● Anforderungen
Unter welchem Titel tauchten laut dem Auszug in Deutsch Wagram rund ein Dutzend Jüngststudierender in die Schönheit mathematischer Formeln ein? Bitte antworte kurz.

● Auszug
★ ★ ★

Mathe bringt Herzen zum Fliegen

Mehrere Kinder malen und gestalten Bilder mit Lebensmitteln auf dem Boden.
Kinderunikunst: Spiel mit Formen und Formeln, Bilder aus Obst und Gemüse und viele andere kreative Ateliers.

Häää? So oder ähnlich könnte vielleicht die Reaktion vieler auf die Überschrift sein. Nach wie vor geht in Österreich die Liebe vieler zu Mathematik eher gegen null als dass sie etwas mit Liebe zu tun haben könnte. Nun, dass die Welt von Zahlen ganz schön spannend, interessant, begeisternd sein kann, vermitteln neben guten Mathe-Lehrer_innen, dem Haus der Mathematik oder dem math.space diesen Sommer Workshops bei der Kinderuni Kunst. In Deutsch Wagram tauchte rund ein Dutzend Jüngststudierender unter dem Titel Imaginary in die Schönheit mathematischer Formeln ein. Wäääh Formeln??? Nun, das Mathematischen Forschungsinstitut Oberwolfach (Deutschland) entwickelte Computerprogramm "übersetzt" Formeln in grafische Gebilde. X, y, und z werden zu nichts anderem als Punkten in einem 3-D-Koordinatensystem. Und schon ergibt x²+y²+z²-1=0 eine Kugel.

★ ★ ★

● Dateneinträge
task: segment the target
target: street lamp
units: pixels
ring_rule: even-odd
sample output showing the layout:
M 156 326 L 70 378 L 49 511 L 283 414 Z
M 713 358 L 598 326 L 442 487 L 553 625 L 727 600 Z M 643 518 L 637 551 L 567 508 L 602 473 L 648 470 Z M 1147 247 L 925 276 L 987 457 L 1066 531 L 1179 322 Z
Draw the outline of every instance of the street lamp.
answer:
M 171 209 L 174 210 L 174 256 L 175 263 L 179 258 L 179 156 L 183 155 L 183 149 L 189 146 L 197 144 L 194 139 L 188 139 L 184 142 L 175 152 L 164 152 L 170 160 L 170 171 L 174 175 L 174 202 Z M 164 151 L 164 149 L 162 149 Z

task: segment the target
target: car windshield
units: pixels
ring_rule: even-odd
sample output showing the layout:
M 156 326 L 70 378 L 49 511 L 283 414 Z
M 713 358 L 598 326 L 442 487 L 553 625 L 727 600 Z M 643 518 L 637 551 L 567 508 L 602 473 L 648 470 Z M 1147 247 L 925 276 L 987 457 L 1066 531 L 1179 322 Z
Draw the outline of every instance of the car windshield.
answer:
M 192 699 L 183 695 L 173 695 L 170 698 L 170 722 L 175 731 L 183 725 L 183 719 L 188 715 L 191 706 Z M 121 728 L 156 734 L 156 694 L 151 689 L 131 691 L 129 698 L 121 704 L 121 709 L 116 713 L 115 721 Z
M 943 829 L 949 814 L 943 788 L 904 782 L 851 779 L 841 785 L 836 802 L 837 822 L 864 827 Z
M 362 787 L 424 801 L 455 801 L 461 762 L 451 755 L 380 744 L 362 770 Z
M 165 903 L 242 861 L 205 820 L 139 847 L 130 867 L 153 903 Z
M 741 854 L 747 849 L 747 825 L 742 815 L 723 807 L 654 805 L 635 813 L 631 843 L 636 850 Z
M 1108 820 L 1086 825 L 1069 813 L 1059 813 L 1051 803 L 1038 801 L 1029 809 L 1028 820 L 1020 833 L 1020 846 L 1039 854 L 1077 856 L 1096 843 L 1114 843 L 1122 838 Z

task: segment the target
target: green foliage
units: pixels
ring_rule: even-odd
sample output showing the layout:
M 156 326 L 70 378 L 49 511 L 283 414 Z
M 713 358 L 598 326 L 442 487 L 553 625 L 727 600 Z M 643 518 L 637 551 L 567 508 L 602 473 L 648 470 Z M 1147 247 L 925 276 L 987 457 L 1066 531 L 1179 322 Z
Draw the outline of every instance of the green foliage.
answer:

★ ★ ★

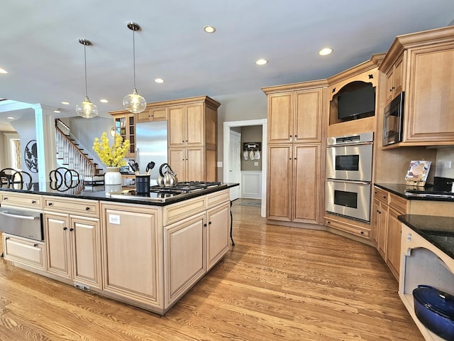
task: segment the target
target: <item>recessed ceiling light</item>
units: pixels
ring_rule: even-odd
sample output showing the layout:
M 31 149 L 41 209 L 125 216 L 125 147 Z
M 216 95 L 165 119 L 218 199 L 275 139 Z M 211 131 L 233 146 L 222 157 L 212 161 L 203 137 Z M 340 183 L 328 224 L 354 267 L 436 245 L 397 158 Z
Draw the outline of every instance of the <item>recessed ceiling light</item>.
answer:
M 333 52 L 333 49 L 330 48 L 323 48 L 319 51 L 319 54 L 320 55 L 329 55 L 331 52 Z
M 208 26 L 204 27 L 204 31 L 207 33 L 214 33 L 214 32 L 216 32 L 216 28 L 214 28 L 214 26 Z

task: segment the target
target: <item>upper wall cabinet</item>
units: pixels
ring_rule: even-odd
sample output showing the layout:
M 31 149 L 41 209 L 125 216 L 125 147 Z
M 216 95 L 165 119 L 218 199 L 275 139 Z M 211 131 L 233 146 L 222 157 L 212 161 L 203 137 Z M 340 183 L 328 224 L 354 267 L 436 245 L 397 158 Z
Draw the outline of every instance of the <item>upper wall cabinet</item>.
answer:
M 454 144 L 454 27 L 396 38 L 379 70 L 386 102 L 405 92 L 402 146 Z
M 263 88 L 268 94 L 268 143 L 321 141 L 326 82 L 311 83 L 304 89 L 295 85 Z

★ ★ ★

● Ergebnis dieser Aufgabe
Unter dem Titel Imaginary.